» PROBLEM TO WORK ON
Take the records below and copy them exactly.

>>

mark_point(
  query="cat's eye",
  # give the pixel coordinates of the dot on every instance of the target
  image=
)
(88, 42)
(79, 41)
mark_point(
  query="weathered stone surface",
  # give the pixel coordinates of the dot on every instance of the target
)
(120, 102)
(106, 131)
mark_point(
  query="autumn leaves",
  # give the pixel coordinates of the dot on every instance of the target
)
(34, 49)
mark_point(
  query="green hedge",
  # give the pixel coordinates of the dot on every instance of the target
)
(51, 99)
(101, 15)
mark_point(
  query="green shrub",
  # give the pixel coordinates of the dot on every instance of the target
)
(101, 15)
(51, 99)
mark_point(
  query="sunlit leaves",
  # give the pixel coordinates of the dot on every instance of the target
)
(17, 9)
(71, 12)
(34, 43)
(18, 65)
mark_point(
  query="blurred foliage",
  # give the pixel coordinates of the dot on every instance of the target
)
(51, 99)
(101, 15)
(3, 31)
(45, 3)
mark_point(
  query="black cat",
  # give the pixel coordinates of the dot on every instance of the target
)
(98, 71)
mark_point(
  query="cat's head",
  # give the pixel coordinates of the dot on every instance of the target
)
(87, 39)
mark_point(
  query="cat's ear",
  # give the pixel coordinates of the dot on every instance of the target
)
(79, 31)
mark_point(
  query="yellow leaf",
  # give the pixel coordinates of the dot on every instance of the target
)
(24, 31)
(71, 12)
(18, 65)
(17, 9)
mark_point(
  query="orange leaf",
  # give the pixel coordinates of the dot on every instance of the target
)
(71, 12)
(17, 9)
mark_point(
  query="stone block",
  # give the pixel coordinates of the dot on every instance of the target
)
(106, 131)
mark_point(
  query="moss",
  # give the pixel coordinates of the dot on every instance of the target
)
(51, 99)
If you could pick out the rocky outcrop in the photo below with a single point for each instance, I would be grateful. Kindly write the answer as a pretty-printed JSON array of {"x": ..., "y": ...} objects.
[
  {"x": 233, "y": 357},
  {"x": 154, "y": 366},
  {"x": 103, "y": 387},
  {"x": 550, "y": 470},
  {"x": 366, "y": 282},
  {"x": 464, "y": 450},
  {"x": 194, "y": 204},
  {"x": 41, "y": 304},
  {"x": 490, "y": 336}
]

<<

» TASK SOLUTION
mark_point(
  query="cat's eye",
  # give the pixel coordinates of the dot on every instance of the target
  image=
)
(88, 42)
(79, 41)
mark_point(
  query="weathered stone surface",
  # give the pixel coordinates of the dot on every instance of the target
)
(120, 102)
(106, 131)
mark_point(
  query="autumn leaves",
  # give the pixel coordinates of the dot on every instance of the target
)
(34, 49)
mark_point(
  query="green hedge",
  # give the pixel coordinates of the dot on every instance of the target
)
(51, 99)
(101, 15)
mark_point(
  query="green shrub",
  # give the pixel coordinates of the dot on every instance of the target
)
(101, 15)
(51, 99)
mark_point(
  query="sunlit leaves",
  # give the pixel coordinates of the dot on every instance of the target
)
(17, 9)
(71, 12)
(34, 43)
(18, 65)
mark_point(
  query="blurred foliage",
  # give the pixel coordinates of the dot on every instance of the target
)
(51, 99)
(101, 15)
(3, 31)
(45, 3)
mark_point(
  query="black cat",
  # give the pixel coordinates of the dot on every instance of the target
)
(98, 71)
mark_point(
  query="cat's head",
  # give the pixel coordinates of the dot on every instance of the target
)
(87, 39)
mark_point(
  query="cat's ear",
  # give the pixel coordinates of the dot on every instance of the target
)
(79, 31)
mark_point(
  query="yellow leaf",
  # give the pixel coordinates of the dot on every instance of the target
)
(24, 31)
(71, 12)
(18, 65)
(17, 9)
mark_point(
  query="orange leaf",
  # give the pixel coordinates of the dot on every instance of the target
)
(71, 12)
(17, 9)
mark_point(
  query="stone block",
  # give the pixel coordinates of the dot on every instance of the target
)
(106, 131)
mark_point(
  query="moss",
  # give the pixel coordinates of the dot on every instance of the target
)
(51, 99)
If you could pick out the rocky outcrop in the photo below with a single point for each instance, I would be grateful. Kindly write the answer as a pretty-printed JSON array of {"x": ..., "y": ...} objects.
[
  {"x": 233, "y": 357},
  {"x": 154, "y": 366},
  {"x": 103, "y": 387},
  {"x": 550, "y": 470},
  {"x": 366, "y": 282},
  {"x": 464, "y": 450},
  {"x": 194, "y": 204},
  {"x": 41, "y": 304},
  {"x": 490, "y": 336}
]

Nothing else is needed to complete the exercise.